[DATA SHOWN Boundary: Start]
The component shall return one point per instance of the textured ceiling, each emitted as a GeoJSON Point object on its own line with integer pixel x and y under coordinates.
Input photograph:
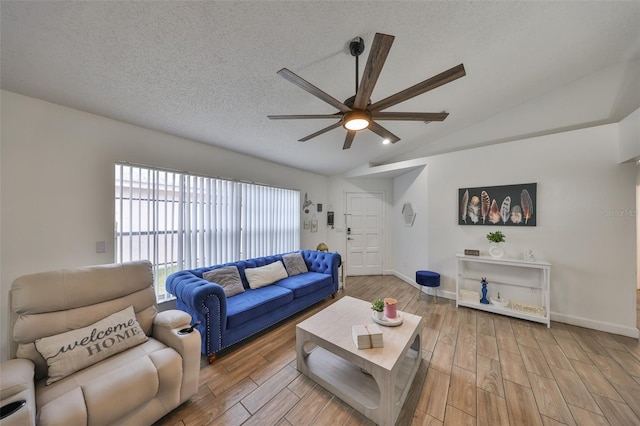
{"type": "Point", "coordinates": [206, 71]}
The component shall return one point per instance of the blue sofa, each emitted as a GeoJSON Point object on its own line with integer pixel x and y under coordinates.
{"type": "Point", "coordinates": [225, 321]}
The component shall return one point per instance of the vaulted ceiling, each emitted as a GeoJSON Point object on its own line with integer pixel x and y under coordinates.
{"type": "Point", "coordinates": [206, 71]}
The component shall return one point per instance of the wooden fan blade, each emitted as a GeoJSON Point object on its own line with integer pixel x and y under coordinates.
{"type": "Point", "coordinates": [349, 139]}
{"type": "Point", "coordinates": [305, 85]}
{"type": "Point", "coordinates": [319, 132]}
{"type": "Point", "coordinates": [295, 117]}
{"type": "Point", "coordinates": [381, 131]}
{"type": "Point", "coordinates": [377, 56]}
{"type": "Point", "coordinates": [420, 88]}
{"type": "Point", "coordinates": [410, 116]}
[DATA SHOWN Boundary: End]
● ACTION ITEM
Repeat the data exactly, without the pictures.

● TASK ANSWER
The component shall return one point per instance of the textured ceiling, each emitted as a GeoJSON Point object on its own line with integer pixel x and y under coordinates.
Input photograph:
{"type": "Point", "coordinates": [206, 71]}
The component shall return one point per instance of the blue sofa, each emitted as a GeoJSON Point object on its own line with integer pixel x and y under coordinates.
{"type": "Point", "coordinates": [225, 321]}
The component shall return one point per instance of the vaulted ceiling, each emitted as a GeoJSON Point object on its own line with integer pixel x and y under coordinates.
{"type": "Point", "coordinates": [206, 71]}
The component shall return one point per instance of the wooden fan blade, each emitted as a GeoJSON Point object on its own line with integer pixel x and y under coordinates.
{"type": "Point", "coordinates": [349, 139]}
{"type": "Point", "coordinates": [305, 85]}
{"type": "Point", "coordinates": [319, 132]}
{"type": "Point", "coordinates": [295, 117]}
{"type": "Point", "coordinates": [381, 131]}
{"type": "Point", "coordinates": [377, 56]}
{"type": "Point", "coordinates": [420, 88]}
{"type": "Point", "coordinates": [410, 116]}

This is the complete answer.